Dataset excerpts
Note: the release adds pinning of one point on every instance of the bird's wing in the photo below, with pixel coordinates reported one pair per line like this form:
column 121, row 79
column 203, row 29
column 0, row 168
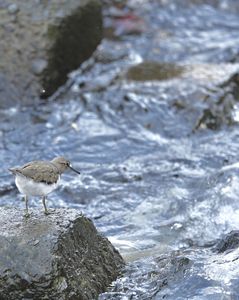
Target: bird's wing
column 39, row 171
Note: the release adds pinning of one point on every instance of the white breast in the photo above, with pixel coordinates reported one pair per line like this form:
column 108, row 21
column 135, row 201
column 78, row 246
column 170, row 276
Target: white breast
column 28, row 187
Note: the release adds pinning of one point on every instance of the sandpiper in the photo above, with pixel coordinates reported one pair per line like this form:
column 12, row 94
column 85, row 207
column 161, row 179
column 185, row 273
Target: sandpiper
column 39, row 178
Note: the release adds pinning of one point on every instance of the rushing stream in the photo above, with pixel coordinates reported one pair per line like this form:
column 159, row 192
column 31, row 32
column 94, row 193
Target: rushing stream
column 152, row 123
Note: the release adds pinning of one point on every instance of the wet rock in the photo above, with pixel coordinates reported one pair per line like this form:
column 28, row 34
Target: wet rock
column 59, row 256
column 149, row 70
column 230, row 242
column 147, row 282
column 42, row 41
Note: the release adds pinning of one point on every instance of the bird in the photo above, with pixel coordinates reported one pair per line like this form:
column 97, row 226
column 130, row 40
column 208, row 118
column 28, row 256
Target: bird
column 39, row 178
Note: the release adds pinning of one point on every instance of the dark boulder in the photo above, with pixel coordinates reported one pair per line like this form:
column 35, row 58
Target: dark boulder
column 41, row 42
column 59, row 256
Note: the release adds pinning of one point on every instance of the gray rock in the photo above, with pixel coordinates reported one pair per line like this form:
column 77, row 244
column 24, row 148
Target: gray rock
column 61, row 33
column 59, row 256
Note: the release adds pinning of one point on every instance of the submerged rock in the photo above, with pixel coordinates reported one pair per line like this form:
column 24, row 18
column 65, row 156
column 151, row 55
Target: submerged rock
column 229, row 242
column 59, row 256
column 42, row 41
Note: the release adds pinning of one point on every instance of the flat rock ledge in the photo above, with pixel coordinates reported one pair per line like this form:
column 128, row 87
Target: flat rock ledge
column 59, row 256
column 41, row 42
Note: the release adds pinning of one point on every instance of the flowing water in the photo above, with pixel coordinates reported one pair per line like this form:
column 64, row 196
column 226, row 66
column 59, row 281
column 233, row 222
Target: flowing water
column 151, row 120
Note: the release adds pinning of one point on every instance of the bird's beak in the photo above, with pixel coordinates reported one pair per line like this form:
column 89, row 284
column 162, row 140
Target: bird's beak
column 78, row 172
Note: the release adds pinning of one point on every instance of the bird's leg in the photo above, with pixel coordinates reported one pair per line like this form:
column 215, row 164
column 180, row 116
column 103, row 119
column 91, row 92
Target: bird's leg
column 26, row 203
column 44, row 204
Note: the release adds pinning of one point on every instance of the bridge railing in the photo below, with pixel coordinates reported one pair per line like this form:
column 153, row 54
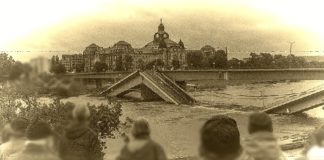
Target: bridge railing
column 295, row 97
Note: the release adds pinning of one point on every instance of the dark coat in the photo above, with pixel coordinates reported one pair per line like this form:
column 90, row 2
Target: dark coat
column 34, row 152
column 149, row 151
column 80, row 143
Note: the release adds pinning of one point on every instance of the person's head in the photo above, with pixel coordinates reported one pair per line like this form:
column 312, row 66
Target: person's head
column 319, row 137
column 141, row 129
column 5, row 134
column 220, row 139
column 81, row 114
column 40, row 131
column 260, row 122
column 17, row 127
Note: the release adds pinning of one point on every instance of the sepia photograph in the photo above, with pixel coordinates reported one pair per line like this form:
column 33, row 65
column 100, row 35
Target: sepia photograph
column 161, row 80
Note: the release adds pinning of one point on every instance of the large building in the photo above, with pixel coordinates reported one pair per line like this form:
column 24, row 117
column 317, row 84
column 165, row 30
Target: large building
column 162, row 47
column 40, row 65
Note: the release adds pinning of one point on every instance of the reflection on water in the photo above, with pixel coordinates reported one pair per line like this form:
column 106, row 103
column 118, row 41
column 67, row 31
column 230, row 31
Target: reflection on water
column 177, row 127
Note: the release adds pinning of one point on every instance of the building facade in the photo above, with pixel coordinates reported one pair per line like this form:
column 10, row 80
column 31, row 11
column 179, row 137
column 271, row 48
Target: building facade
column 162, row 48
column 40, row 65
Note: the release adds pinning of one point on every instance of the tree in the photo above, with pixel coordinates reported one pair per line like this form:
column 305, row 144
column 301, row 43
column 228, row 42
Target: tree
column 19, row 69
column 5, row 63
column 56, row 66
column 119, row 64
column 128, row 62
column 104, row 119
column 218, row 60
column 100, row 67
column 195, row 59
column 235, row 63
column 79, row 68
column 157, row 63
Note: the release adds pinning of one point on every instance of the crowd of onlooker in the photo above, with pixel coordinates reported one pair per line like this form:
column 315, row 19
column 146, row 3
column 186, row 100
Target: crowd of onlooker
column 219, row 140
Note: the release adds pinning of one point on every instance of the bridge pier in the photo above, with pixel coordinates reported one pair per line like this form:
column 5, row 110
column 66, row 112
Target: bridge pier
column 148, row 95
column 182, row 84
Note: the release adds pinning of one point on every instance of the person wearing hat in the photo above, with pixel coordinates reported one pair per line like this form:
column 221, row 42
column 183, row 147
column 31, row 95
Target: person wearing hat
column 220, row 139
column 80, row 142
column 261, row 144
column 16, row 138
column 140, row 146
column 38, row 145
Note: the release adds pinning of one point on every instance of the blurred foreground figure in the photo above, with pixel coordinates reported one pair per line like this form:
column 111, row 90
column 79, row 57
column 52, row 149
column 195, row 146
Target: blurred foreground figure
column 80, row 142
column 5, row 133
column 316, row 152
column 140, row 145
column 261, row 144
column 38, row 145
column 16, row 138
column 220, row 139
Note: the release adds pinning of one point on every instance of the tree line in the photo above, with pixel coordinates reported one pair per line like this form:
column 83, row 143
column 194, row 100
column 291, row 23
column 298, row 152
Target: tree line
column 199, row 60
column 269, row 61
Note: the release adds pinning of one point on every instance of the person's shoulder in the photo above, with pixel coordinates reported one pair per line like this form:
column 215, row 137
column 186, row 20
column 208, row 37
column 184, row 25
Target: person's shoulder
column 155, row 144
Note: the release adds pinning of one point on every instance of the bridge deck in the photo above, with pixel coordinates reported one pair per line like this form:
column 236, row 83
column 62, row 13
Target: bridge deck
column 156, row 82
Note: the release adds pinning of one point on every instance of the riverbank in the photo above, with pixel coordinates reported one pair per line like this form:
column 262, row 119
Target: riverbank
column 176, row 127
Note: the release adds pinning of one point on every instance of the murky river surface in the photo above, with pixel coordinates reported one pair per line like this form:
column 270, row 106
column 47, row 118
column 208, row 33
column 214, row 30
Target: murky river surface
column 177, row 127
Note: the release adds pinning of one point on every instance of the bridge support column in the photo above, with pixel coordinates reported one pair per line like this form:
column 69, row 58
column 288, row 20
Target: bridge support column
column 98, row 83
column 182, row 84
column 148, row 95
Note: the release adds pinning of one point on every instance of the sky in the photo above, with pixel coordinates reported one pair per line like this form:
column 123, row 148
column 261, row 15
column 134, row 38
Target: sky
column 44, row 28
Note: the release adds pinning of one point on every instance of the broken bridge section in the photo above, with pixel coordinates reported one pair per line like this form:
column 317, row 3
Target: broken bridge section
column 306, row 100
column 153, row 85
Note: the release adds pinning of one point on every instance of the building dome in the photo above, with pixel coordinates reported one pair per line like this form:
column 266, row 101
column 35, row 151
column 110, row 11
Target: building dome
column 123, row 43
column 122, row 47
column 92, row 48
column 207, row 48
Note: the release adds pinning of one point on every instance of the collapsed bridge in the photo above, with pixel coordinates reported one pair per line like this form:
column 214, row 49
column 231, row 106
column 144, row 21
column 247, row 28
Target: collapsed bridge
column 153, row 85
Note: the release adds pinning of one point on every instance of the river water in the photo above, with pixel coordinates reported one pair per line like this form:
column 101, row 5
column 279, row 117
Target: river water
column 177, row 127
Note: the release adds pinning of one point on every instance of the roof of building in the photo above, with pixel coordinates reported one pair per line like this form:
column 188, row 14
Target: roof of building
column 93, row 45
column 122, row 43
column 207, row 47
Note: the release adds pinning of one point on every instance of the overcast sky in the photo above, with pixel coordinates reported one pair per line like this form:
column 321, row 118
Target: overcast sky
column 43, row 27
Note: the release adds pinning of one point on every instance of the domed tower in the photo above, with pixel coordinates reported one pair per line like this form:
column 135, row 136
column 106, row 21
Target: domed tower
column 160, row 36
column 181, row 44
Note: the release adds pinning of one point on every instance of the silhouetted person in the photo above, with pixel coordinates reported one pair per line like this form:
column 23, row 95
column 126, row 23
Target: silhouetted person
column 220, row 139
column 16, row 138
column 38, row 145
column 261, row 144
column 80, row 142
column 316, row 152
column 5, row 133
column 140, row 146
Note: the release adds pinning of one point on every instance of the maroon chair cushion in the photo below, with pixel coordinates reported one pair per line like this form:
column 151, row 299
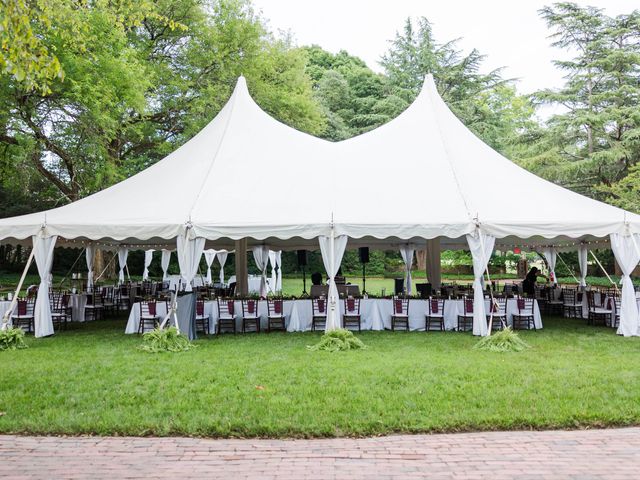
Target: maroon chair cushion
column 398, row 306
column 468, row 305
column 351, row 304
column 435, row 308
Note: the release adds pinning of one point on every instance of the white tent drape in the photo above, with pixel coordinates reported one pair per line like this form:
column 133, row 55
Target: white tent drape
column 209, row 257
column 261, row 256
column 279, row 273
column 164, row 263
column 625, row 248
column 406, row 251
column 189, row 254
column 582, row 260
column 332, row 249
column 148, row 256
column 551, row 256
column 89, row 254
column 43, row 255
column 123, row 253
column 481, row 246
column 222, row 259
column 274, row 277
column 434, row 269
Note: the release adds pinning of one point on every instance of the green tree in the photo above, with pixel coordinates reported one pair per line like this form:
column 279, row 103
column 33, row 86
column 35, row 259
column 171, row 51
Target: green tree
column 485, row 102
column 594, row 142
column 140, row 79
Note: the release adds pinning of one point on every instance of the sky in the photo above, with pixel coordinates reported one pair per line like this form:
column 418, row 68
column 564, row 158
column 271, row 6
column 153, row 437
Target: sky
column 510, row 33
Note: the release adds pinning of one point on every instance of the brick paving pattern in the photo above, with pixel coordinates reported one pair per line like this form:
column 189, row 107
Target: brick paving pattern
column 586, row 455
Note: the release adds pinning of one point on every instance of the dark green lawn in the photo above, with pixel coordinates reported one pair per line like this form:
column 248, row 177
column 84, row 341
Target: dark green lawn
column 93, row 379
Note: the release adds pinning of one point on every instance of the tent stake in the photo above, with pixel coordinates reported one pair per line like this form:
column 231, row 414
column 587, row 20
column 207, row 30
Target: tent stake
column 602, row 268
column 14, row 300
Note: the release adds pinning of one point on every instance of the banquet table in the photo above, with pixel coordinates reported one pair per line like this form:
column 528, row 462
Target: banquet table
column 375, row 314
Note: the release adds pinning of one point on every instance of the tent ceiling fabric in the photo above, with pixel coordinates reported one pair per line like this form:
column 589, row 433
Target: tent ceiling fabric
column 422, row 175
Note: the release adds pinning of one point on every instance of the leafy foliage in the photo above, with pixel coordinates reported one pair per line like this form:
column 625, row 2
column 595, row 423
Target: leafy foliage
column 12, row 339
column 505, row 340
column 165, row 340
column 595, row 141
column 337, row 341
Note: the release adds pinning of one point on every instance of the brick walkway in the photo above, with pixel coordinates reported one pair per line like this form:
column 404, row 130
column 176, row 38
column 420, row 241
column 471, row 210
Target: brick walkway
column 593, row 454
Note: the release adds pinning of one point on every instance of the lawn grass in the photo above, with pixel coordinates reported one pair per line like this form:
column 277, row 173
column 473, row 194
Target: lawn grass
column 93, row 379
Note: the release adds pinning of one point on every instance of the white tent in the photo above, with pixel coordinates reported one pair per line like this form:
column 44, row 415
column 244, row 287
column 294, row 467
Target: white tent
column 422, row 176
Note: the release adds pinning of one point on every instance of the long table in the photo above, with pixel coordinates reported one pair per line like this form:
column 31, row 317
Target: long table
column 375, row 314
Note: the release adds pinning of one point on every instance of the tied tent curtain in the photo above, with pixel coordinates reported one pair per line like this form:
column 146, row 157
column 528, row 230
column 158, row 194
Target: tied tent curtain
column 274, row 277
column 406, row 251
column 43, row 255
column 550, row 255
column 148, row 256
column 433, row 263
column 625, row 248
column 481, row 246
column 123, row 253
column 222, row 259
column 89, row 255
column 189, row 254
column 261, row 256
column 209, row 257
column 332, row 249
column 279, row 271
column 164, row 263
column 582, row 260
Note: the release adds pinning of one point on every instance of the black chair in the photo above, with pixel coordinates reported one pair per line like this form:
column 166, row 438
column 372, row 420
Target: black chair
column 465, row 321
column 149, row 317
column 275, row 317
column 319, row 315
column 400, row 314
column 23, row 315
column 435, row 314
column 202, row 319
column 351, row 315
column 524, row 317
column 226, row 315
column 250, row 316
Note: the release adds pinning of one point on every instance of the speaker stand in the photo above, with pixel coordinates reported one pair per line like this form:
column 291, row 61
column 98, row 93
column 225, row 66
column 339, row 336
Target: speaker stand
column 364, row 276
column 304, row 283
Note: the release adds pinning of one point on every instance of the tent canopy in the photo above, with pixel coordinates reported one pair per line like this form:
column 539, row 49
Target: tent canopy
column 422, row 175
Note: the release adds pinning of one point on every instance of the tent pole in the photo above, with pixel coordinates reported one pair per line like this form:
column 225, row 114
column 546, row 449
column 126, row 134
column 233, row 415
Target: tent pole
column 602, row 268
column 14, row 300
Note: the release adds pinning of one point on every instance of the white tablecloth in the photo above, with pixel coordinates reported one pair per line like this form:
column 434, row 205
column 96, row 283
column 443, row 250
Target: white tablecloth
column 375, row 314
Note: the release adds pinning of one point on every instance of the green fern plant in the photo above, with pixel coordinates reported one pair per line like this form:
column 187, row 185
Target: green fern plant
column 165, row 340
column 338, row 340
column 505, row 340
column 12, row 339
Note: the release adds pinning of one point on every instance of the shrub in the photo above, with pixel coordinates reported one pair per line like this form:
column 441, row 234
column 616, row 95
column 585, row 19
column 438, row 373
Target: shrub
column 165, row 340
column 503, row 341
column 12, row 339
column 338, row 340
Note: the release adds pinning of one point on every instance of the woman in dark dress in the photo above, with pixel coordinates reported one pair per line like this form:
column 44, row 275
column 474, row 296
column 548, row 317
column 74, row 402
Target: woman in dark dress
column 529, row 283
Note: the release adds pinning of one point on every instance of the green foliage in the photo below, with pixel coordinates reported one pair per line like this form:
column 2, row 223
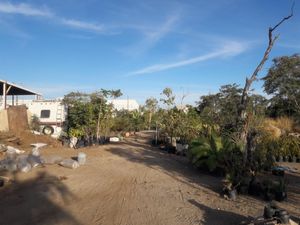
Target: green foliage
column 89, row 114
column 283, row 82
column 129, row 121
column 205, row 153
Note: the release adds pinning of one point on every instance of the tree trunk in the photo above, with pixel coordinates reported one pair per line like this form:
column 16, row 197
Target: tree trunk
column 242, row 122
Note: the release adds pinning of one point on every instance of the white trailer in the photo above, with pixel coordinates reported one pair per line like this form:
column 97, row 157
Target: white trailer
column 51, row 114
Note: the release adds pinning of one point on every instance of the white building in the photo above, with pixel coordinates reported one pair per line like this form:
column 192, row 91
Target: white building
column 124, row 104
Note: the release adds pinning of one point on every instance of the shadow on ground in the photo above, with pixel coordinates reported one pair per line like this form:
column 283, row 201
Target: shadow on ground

> _Task goal_:
Wherever the line holding "of the broken" falls in the entries above, copy exactly from it through the line holding "column 317, row 3", inclusive, and add nothing.

> _Answer section_:
Note: the release adds pinning of one point on every instance of the broken bridge section in the photo above, with pixel coordinates reported one pair per line like this form:
column 317, row 3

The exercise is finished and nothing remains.